Stored data entries:
════════════════════
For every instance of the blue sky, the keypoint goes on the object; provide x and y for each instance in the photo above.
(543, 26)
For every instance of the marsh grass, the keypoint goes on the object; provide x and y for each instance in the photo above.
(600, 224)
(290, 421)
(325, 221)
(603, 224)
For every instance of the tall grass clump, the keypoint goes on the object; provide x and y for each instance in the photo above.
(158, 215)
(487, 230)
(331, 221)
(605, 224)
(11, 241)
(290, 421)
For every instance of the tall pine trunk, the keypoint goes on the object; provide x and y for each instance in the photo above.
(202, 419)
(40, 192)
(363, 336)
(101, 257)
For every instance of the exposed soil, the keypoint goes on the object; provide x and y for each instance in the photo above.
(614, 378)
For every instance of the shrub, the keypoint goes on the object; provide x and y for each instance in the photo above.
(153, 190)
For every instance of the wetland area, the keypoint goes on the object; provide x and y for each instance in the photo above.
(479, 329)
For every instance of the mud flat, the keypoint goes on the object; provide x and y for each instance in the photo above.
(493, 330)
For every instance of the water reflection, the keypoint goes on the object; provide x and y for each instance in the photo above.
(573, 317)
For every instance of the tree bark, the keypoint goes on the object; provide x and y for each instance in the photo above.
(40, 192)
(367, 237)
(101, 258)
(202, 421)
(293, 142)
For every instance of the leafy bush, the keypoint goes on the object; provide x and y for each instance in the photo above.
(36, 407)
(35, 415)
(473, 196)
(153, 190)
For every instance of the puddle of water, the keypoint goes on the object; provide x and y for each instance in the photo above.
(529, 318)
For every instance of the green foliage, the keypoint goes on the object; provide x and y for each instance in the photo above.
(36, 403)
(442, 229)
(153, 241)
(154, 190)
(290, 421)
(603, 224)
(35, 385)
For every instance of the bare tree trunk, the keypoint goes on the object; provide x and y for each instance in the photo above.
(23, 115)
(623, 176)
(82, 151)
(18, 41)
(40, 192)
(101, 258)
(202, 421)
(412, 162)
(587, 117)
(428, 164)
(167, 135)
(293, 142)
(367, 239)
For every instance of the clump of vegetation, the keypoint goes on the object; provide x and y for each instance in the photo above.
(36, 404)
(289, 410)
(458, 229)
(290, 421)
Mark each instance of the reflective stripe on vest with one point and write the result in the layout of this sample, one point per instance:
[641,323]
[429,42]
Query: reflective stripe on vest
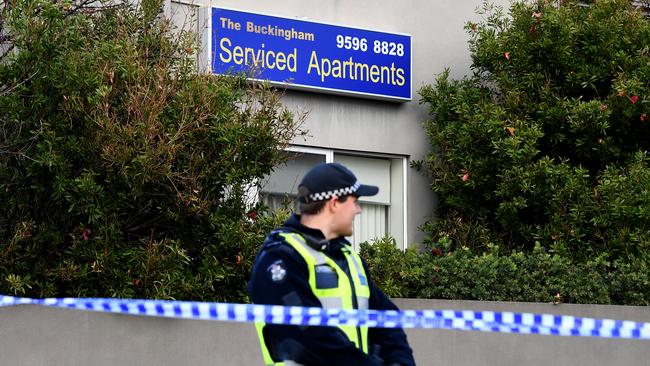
[342,296]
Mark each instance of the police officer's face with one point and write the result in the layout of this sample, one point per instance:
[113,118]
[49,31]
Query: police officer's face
[346,211]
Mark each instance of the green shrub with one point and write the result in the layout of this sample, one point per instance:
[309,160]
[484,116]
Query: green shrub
[124,172]
[547,141]
[535,276]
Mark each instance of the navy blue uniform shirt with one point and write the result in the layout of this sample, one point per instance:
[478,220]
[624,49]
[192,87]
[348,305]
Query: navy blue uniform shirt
[280,277]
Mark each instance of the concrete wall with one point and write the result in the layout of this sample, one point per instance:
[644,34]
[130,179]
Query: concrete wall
[33,335]
[347,123]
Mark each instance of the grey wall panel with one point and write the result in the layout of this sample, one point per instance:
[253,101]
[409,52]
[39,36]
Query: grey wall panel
[438,42]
════════════════════
Brief: If an entry holds a picture, leave the picture out and repeat the rest exactly.

Response box:
For every instance of the blue sky, the keypoint goes on the object; provide x and y for each instance in the photo above.
(543, 26)
For every instance of the marsh grass, the keypoint goes on the object; provide x and y for each instance in the photo above.
(600, 224)
(290, 421)
(325, 221)
(603, 224)
For every instance of the tall grass clump, the keypoint goes on the object; provide x and y for each instance in the photo above.
(158, 215)
(487, 230)
(331, 221)
(605, 224)
(11, 241)
(290, 421)
For every instance of the tall pine trunk, the keypoint goes on the object; provide x and y for each instance in the photo above.
(202, 419)
(40, 192)
(363, 336)
(101, 257)
For every instance of the exposed soil, the keypoint goes on the object; provide x and y for each instance in the photo above.
(614, 378)
For every instance of the shrub, the keypoint goes on the object; provide x and y for each instance in the photo above.
(153, 190)
For every instance of the wetland area, the keypoint goes on the object; provide x and y for each instance in the photo above.
(479, 329)
For every instance of the mud flat, the keypoint goes on the object; provide x and y for each instance in the photo above.
(493, 330)
For every instance of the water reflection, the keypoint goes on the object; provide x and y for each instance in the photo above.
(573, 317)
For every instance of the tree bark, the keypoint goes on the object; provide x and y for each instance in the photo above.
(40, 192)
(367, 237)
(101, 258)
(202, 421)
(293, 142)
For every instance of the leafy bush, the keypoint goes on the object; provide x and y for each instance in the photo above.
(36, 407)
(35, 415)
(473, 196)
(153, 190)
For every instance of the puddle of water, the keypoint goes on the object; provide x and y for each instance in the photo above.
(529, 318)
For every instance of the green foliage, the keypoint goes on the object; provide x and y for each instance in the photo above.
(36, 403)
(442, 229)
(153, 241)
(154, 190)
(290, 421)
(603, 224)
(35, 385)
For every instance of the bare tree trunk, the keypoint goes on the object; provide x and y for each instance in the photo above.
(23, 115)
(623, 176)
(82, 151)
(18, 41)
(40, 192)
(101, 258)
(202, 421)
(412, 162)
(587, 117)
(428, 164)
(167, 135)
(293, 142)
(367, 239)
For every instance of the clump of vegetation, the keypoint goes on the object; provide x and y for each instance in the photo above.
(36, 404)
(289, 410)
(458, 229)
(290, 421)
Mark each instance of the reflective stripe on vest with one point and write the result in the layout of this sample, one point per instance:
[641,323]
[429,42]
Query: reflective stripe on vest
[342,296]
Mark each instance of the police officer's face with one point and write the result in the layout of this sample, one point per instance:
[113,118]
[49,31]
Query: police officer's face
[346,211]
Mark each instance of the green shrub with one point and write the result in the layout of this sample, one point per instance:
[309,160]
[484,116]
Query: green shrub
[124,172]
[547,141]
[535,276]
Mark each instance of the navy blue uniform shirt with one point and write the result in the layout of this sample, one point per instance:
[478,220]
[624,49]
[192,87]
[348,305]
Query: navy blue uniform shirt
[280,277]
Mark each instance of the concrete wall with one point and write the result in the layout of this sample, one point per instance:
[644,34]
[130,179]
Query: concrete wall
[33,335]
[347,123]
Mark each instance of the grey wall panel with one point and write the result in the layout of this sample, one point per instance:
[253,101]
[409,52]
[39,36]
Query: grey wall panel
[438,42]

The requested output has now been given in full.